- Born: September 14, 1892 Topeka, Kansas, U.S.
- Died: September 11, 1978 (aged 85) San Diego, California, U.S.
- Resting place: Glendale, California, U.S.
- Education: University of Southern California

= Philip Johnston (code talker) =

American civil engineer and code talker

Philip Johnston (September 14, 1892, in Topeka, Kansas – September 11, 1978, in San Diego, California) was an American civil engineer who is credited with proposing the idea of using the Navajo language as a Navajo code to be used in the Pacific Theater during World War II.

__INFORMATION SHOWN__

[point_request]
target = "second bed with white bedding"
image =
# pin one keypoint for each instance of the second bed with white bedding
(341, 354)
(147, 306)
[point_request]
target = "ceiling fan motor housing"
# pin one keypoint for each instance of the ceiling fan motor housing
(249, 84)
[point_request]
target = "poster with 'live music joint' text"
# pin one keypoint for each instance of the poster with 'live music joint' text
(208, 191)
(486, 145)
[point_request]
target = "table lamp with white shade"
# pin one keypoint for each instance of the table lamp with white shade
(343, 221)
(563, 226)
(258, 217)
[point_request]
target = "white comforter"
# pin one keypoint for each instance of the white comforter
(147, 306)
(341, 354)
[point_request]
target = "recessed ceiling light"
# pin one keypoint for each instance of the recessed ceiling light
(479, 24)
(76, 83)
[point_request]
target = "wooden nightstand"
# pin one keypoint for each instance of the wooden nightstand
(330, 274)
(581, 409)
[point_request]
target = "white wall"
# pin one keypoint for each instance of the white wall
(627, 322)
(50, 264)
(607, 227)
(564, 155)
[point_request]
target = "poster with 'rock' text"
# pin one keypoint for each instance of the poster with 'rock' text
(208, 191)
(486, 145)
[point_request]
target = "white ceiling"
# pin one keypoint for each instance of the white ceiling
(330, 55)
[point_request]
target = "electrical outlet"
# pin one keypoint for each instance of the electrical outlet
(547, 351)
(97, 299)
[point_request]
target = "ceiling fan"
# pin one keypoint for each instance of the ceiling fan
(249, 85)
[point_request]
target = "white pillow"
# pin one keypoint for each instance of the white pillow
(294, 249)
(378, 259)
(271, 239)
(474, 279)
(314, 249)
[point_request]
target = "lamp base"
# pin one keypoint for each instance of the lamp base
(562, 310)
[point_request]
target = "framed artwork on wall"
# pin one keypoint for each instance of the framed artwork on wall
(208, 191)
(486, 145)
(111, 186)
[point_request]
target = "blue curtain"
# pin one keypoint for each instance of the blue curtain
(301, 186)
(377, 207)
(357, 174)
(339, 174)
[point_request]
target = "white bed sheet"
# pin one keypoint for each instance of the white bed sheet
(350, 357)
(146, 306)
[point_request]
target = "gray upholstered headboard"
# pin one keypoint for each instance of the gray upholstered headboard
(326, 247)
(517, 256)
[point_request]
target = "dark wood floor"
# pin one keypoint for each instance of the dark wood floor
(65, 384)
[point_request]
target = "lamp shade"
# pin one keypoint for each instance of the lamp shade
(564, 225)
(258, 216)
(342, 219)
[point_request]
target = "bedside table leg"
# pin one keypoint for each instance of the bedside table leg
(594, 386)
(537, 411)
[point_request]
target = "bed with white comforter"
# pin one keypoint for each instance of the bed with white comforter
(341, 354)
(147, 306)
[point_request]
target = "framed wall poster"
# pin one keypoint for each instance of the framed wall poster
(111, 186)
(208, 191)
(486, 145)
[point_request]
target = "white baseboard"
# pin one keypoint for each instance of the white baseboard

__TASKS FOR THIS EXERCISE__
1) Decide whether each statement agrees with the Philip Johnston profile, answering yes or no and quoting the deciding words of the profile: (a) Johnston was born in Topeka, Kansas. (b) Johnston was laid to rest in San Diego, California. (c) Johnston proposed the Navajo code for use in the Pacific Theater during World War II.
2) Repeat the part of the Philip Johnston profile that opens with the words containing "- Died: September" and closes with "World War II.".

__ANSWERS PER TASK__
1)
(a) Yes: "Born: September 14, 1892 Topeka, Kansas, U.S."
(b) No: "Resting place: Glendale, California, U.S."
(c) Yes: "proposing the idea of using the Navajo language as a Navajo code to be used in the Pacific Theater during World War II"

2)
- Died: September 11, 1978 (aged 85) San Diego, California, U.S.
- Resting place: Glendale, California, U.S.
- Education: University of Southern California

= Philip Johnston (code talker) =

American civil engineer and code talker

Philip Johnston (September 14, 1892, in Topeka, Kansas – September 11, 1978, in San Diego, California) was an American civil engineer who is credited with proposing the idea of using the Navajo language as a Navajo code to be used in the Pacific Theater during World War II.